Your task: In this exercise, each record below is to be written out again exactly.

====== Source data ======

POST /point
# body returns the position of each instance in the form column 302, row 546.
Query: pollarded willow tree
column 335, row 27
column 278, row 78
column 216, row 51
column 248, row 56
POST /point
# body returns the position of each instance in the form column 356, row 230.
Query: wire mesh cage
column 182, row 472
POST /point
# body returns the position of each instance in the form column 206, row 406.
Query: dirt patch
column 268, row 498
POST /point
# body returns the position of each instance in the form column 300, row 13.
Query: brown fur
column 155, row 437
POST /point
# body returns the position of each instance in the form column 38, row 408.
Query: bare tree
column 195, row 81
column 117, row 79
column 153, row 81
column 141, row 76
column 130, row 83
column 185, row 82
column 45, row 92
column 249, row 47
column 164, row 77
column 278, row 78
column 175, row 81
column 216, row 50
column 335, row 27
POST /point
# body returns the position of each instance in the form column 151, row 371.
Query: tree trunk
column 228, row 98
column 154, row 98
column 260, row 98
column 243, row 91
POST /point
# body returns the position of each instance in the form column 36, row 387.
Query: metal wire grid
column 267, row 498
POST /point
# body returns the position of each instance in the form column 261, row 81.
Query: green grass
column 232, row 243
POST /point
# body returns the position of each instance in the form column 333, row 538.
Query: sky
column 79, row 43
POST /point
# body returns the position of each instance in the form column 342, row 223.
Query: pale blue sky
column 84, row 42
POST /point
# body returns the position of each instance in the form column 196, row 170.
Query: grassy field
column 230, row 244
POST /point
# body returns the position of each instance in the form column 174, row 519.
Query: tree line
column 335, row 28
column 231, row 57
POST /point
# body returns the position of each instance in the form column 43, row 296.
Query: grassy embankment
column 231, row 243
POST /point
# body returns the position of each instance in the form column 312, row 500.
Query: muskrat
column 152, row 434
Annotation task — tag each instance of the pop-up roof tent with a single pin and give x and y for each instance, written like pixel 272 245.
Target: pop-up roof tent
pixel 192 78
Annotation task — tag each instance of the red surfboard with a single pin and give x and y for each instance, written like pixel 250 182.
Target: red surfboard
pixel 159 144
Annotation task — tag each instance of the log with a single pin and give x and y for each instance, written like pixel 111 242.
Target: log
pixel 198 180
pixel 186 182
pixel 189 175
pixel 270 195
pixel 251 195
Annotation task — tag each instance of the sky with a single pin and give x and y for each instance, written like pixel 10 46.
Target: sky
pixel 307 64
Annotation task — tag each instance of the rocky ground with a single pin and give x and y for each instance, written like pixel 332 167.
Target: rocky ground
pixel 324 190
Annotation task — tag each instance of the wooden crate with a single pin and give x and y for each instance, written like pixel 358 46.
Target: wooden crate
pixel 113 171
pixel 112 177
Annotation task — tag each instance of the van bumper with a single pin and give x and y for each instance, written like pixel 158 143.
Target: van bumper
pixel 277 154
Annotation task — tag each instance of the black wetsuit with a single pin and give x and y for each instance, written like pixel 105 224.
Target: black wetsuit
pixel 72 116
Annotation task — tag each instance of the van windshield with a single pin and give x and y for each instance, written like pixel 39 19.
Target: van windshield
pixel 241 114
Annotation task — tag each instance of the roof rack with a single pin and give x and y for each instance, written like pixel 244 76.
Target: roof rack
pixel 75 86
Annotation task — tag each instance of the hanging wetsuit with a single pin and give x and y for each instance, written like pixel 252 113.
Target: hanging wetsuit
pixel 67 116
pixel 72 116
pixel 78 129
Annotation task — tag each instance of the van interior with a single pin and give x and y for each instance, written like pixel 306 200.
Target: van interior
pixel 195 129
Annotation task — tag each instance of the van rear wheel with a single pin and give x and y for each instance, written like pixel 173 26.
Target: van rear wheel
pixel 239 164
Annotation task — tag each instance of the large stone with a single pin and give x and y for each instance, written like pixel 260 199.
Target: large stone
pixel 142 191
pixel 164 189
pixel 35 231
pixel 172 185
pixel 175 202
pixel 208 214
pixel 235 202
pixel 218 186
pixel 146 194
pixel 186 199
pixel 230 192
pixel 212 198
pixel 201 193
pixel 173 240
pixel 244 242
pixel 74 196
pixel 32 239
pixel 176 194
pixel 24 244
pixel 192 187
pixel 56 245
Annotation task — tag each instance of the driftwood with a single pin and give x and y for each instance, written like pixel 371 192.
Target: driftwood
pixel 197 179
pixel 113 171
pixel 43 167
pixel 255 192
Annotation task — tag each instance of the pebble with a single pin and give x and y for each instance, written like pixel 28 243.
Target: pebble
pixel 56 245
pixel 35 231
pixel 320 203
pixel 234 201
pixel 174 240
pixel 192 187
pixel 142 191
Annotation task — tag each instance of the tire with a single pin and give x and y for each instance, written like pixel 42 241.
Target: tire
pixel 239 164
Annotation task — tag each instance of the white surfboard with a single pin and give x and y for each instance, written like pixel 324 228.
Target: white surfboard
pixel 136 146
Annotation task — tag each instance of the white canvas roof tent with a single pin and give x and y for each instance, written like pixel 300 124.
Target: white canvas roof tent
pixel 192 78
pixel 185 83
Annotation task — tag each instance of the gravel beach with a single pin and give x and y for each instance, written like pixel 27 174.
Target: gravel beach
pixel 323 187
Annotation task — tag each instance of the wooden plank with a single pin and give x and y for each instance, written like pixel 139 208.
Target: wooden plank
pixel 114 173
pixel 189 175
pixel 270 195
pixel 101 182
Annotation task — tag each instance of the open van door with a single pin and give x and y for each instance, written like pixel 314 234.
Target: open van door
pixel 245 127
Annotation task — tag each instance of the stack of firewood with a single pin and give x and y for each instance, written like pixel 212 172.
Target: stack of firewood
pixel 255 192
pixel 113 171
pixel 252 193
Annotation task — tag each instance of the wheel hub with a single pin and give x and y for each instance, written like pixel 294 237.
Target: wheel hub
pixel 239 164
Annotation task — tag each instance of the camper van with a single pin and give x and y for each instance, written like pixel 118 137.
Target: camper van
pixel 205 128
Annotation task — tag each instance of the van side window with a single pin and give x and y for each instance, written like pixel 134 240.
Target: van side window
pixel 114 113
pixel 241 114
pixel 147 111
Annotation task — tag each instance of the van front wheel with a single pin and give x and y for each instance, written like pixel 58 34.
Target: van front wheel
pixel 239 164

======

Exercise output:
POST /point
# body returns the position of each instance in the form column 302, row 546.
Query: pollarded willow tree
column 335, row 27
column 278, row 78
column 216, row 51
column 248, row 56
POST /point
# body returns the position of each instance in the form column 356, row 230.
Query: wire mesh cage
column 182, row 472
POST /point
# body returns the position of each instance in the form column 206, row 406.
Query: dirt patch
column 268, row 498
POST /point
# body returns the position of each instance in the form column 300, row 13.
Query: brown fur
column 155, row 437
POST /point
# body returns the position of each instance in the form column 38, row 408.
Query: bare tree
column 195, row 81
column 117, row 79
column 153, row 81
column 141, row 76
column 130, row 83
column 185, row 82
column 45, row 92
column 249, row 47
column 164, row 77
column 278, row 78
column 175, row 81
column 216, row 50
column 335, row 27
POST /point
# body returns the position of each instance in the form column 151, row 371.
Query: tree trunk
column 228, row 98
column 154, row 98
column 260, row 98
column 243, row 91
POST /point
# body returns the position of each instance in the form column 36, row 387.
Query: metal wire grid
column 267, row 498
POST /point
# body returns the position of each instance in the form column 261, row 81.
Query: green grass
column 232, row 243
POST /point
# body returns the position of each instance in the form column 333, row 538.
Query: sky
column 79, row 43
POST /point
# body returns the position of each instance in the form column 342, row 223.
Query: pale blue sky
column 84, row 42
POST /point
# body returns the position of each instance in the form column 196, row 170.
Query: grassy field
column 230, row 244
POST /point
# body returns the position of each instance in the form column 174, row 519.
Query: tree line
column 335, row 28
column 231, row 57
POST /point
# body returns the position of each instance in the form column 43, row 296.
Query: grassy embankment
column 231, row 243
POST /point
# body returns the position of each instance in the form column 312, row 500.
Query: muskrat
column 152, row 434
Annotation task — tag each instance of the pop-up roof tent with a single pin and give x and y for each instance, written like pixel 272 245.
Target: pop-up roof tent
pixel 192 78
Annotation task — tag each instance of the red surfboard with a single pin and give x and y for each instance, written like pixel 250 182.
Target: red surfboard
pixel 159 144
Annotation task — tag each instance of the log with a single pin and give x and y for each instance, written like pixel 111 242.
Target: log
pixel 198 180
pixel 186 182
pixel 189 175
pixel 270 195
pixel 251 195
Annotation task — tag each instance of the sky with a single pin and give x and y for each instance, written like pixel 10 46.
Target: sky
pixel 307 64
Annotation task — tag each instance of the rocky ground with a single pin and give x and y for each instance, written like pixel 332 167.
Target: rocky ground
pixel 324 190
Annotation task — tag each instance of the wooden crate with a single pin and give x and y for each instance, written like pixel 358 46.
Target: wooden crate
pixel 113 171
pixel 112 177
Annotation task — tag each instance of the van bumper with a single pin and give x and y for each instance, written like pixel 158 143.
Target: van bumper
pixel 277 154
Annotation task — tag each instance of the black wetsuit with a single pin and give x and y for each instance, written like pixel 105 224.
Target: black wetsuit
pixel 72 116
Annotation task — tag each instance of the van windshield with a single pin and give x and y for each instance, written like pixel 39 19.
Target: van windshield
pixel 241 114
Annotation task — tag each instance of the roof rack with a single pin and give x and y for each instance, written like pixel 244 76.
Target: roof rack
pixel 75 86
Annotation task — tag each instance of the hanging wetsuit with a single pin and give x and y for each instance, written like pixel 252 113.
Target: hanging wetsuit
pixel 67 116
pixel 72 116
pixel 78 129
Annotation task — tag each instance of the van interior with a single pin and give x and y for each instance, written like pixel 306 200.
Target: van interior
pixel 195 129
Annotation task — tag each instance of the van rear wheel with a single pin and give x and y for each instance, written like pixel 173 26.
Target: van rear wheel
pixel 239 164
Annotation task — tag each instance of the large stone with a single pin and give x and y for each instance, written like pixel 260 199.
Target: large stone
pixel 142 191
pixel 164 189
pixel 35 231
pixel 172 185
pixel 175 202
pixel 208 214
pixel 235 202
pixel 218 186
pixel 146 194
pixel 186 199
pixel 230 192
pixel 212 198
pixel 201 193
pixel 173 240
pixel 244 242
pixel 74 196
pixel 32 239
pixel 176 194
pixel 24 244
pixel 192 187
pixel 56 245
Annotation task — tag each instance of the driftwood with a single pin and give x and y for each instance, written like pixel 371 192.
Target: driftwood
pixel 197 179
pixel 113 171
pixel 43 167
pixel 255 192
Annotation task — tag each instance of the pebble with a single pin and give x and y for each instance, written like pixel 28 243.
Target: pebble
pixel 56 245
pixel 35 231
pixel 320 203
pixel 234 201
pixel 174 240
pixel 192 187
pixel 142 191
Annotation task — tag each instance of the tire with a single pin and give x and y for each instance, written like pixel 42 241.
Target: tire
pixel 239 164
Annotation task — tag each instance of the white surfboard with a single pin and give x and y for each instance, written like pixel 324 228.
Target: white surfboard
pixel 136 146
Annotation task — tag each instance of the white canvas roof tent with a single pin and give x and y for each instance, written like pixel 300 124.
Target: white canvas roof tent
pixel 192 78
pixel 185 83
Annotation task — tag each instance of the gravel beach with a single pin and give x and y for each instance, written like pixel 27 174.
Target: gravel beach
pixel 323 187
Annotation task — tag each instance of the wooden plank with a single pin and give x and y for each instance, written like pixel 139 208.
Target: wooden plank
pixel 114 173
pixel 189 175
pixel 270 195
pixel 101 182
Annotation task — tag each instance of the open van door with a single pin and give x and y for each instance, written like pixel 314 234.
Target: open van door
pixel 245 127
Annotation task — tag each instance of the stack of firewood with a single pin and give x and y for each instance, written like pixel 212 172.
Target: stack of firewood
pixel 255 192
pixel 113 171
pixel 252 193
Annotation task — tag each instance of the wheel hub with a single pin and give x and y for each instance, written like pixel 294 237.
Target: wheel hub
pixel 239 164
Annotation task — tag each instance of the camper van with a single pin and give x and y for each instance, written like pixel 118 137.
Target: camper van
pixel 205 128
Annotation task — tag each instance of the van side window with a single pin and give x and y for each instance, written like pixel 134 240.
Target: van side window
pixel 114 113
pixel 241 114
pixel 147 111
Annotation task — tag each instance of the van front wheel with a single pin and give x and y for each instance, written like pixel 58 34.
Target: van front wheel
pixel 239 164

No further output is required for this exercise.